What to produce:
Leave out the pictures and reproduce all of the data exactly.

Extracted records:
● ● ● ● ● ● ●

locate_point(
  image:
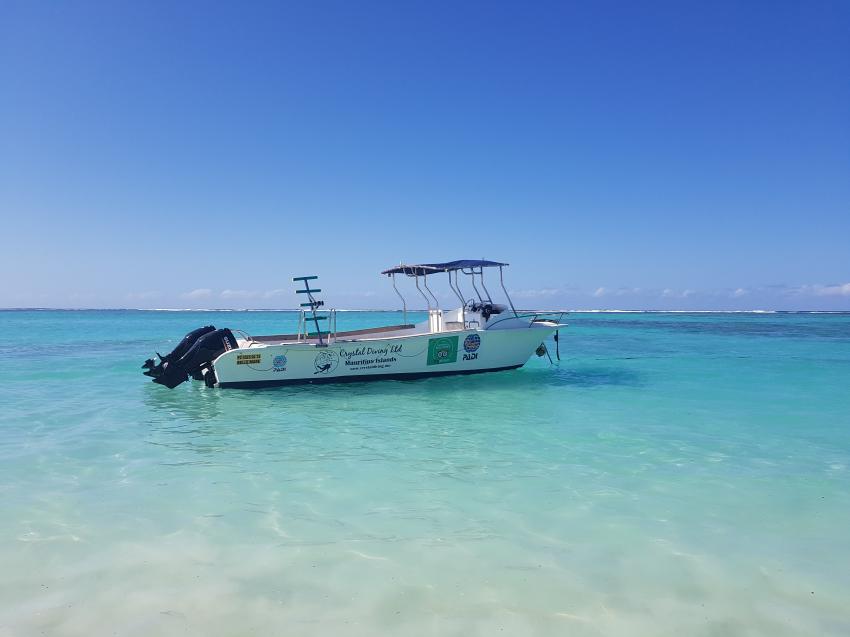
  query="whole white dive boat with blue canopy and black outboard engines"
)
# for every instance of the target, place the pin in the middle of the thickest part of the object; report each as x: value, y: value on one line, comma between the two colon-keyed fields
x: 479, y: 336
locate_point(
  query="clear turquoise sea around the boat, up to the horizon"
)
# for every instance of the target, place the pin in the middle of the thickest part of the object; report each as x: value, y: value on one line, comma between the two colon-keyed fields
x: 676, y: 474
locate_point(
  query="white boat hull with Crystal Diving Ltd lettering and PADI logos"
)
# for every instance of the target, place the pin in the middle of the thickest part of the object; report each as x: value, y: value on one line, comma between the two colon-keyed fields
x: 408, y: 357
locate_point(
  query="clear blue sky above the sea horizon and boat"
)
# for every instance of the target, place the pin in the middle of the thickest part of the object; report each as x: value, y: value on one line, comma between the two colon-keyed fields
x: 667, y: 155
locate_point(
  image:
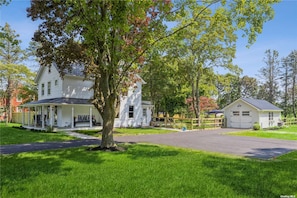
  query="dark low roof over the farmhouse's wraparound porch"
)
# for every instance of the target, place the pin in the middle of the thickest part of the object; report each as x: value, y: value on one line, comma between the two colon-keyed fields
x: 59, y: 101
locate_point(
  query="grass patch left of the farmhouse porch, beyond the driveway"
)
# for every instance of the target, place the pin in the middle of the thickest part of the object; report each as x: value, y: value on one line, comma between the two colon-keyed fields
x: 11, y: 135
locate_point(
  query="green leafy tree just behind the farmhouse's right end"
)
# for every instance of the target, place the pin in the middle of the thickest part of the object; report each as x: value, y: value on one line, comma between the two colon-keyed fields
x: 164, y: 87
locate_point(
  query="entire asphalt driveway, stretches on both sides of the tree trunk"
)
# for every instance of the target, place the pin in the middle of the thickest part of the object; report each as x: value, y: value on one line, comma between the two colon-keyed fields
x: 208, y: 140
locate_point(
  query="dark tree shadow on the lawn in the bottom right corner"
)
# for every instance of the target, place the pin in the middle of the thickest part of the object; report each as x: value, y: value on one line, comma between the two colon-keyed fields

● ● ● ● ● ● ●

Answer to this task:
locate_point(
  image:
  query="whole white dive boat with blue canopy and black outboard engines"
)
# for every instance of the target, place the pin in the middle of the thickest part of the object; report each as x: value, y: value on one line, comma between the two colon-keyed fields
x: 479, y: 336
locate_point(
  query="clear turquoise sea around the boat, up to the horizon"
)
# for every instance of the target, place the pin in the middle of the thickest part of the object; report each as x: value, y: value on one line, comma between the two colon-keyed fields
x: 676, y: 474
locate_point(
  query="white boat hull with Crystal Diving Ltd lettering and PADI logos"
)
# for every instance of the target, place the pin in the middle of the thickest part of the object; report each as x: value, y: value on one line, comma between the two colon-keyed fields
x: 408, y: 357
locate_point(
  query="clear blue sky above the sea horizon and boat"
)
# for every instance of the target, place the pin in the middle of the thickest part of the object; report each as x: value, y: value on one line, comma between the two colon-keyed fields
x: 667, y: 155
locate_point(
  image:
  query="dark low roof over the farmhouse's wraparound porch"
)
# for every instance of the target, place the pin in the middle of the thickest part of the object; report each as x: value, y: value on one line, comma between the two colon-keyed fields
x: 59, y: 101
locate_point(
  query="grass patch left of the farmhouse porch, beyond the driveway"
)
# for every instance of the target, place the pin in the middle of the thickest part of the object; report each as x: value, y: value on one line, comma between the two colon-keyed fields
x: 11, y: 135
locate_point(
  query="green leafy tree just behind the farmhouse's right end"
)
# for every instance of the target, place the pin in the middle of the thickest part of the object; report each as x: value, y: value on one line, comma between the two colon-keyed fields
x: 164, y: 87
locate_point(
  query="entire asphalt driveway, stretches on both sides of the tree trunk"
)
# for every instance of the target, place the pin in the middle of the thickest part of the object; report each as x: value, y: value on one line, comma between the two colon-keyed fields
x: 208, y: 140
locate_point(
  query="dark tree shadow on the lawn in the bottom right corner"
)
# for every instance of the target, place the pin in the middle of the thickest part of the object; report each as x: value, y: value on one line, comma between the two colon-keyed fields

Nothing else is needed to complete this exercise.